··· EXTRACTED TEXT ···

The recent completion of the human genome sequence has drawn attention to the implications of genetic science and technologies on individuals and society. Technologies are emerging that can create individual genetic profiles embedded in a microchip on a gene chip. Healthcare providers might utilize this genetic profile to identify risk for certain diseases well in advance of their development or identify genetic changes to facilitate diagnosis in early stages of a disease.
The genetic profile might also be used to find the right drug and dosage to ensure optimum treatment with minimum adverse effects. Drug companies are likely to take advantage of this technology to develop new, safer, and more specific drugs for the treatment or even prevention of diseases.
Pluses and minuses. The technology thus appears to promise extraordinary medical benefits. However, it also poses potential harms. Information about future disease risks could stigmatize individuals or cause psychological distress, with the effect that the diagnosis is more harmful than the disease. Certainly some diseases carry the risk for stigmatization; for example, a future risk of dementia could have more profound social consequences than a future risk of heart disease. Similarly, the social consequences of genetic information are likely to vary from one culture to another.
Policy implications. Genetic information will typically predict a probability of future disease, not a certainty, and policies will be needed to determine what level of risk constitutes information of public health significance. Such policies could have major social, economic, and legal consequences, affecting, for example, whether a person with a susceptibility to an environmental exposure could be barred from certain workplaces, or whether healthcare providers have a duty to disclose genetic risks to family members who are not their patients.
A major challenge will be to develop strategies for defining and studying the potential social risks of genetic information so that the scope of the risks can be defined and preventive measures assessed and implemented. To develop such strategies will require the application of social and ethical theories as they interact with law and policy.

··· RECORD EXCERPTS ···

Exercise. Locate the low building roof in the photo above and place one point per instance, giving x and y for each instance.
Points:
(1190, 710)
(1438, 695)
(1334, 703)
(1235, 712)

···

_WHAT YOU HAVE TO DO:_ Extend the passage on the social and policy implications of genetic profiling, beginning after its final sentence.

_ANSWER AREA:_
Stakeholders and decision-makers. Genetic technologies are developed in the academic sector and the marketplace, applied in the healthcare delivery system, paid for by patients and health insurers, and regulated by federal, state, and local governments. Decision-makers in each of these segments influence how these technologies are used and what their ultimate influence on public health will be.
There are many stakeholders with an interest in public health genetics, each with a particular set of objectives and point of view. Stakeholders are often in conflict over the interpretation of scientific data, the importance of privacy and confidentiality, the appropriate use of genetic technology, and access to genetic services. The goal of public policy is to balance the interests of public and private stakeholders in these areas so as to maximize the welfare of those affected.
Inevitably, policy choices will involve tradeoffs between efficiency and equity considerations. Policy-makers must consider historical precedents and the cultural context in which a policy will be applied. As a new technology, genetics may challenge longstanding assumptions and raise new questions for policy-makers.
As the knowledge of genetic contributors to disease increases, policy-makers will be challenged to devise strategies that strike a balance between the potential benefits of genetic technology and potential harms, including the
potential for discrimination and stigmatization based on genetic identity.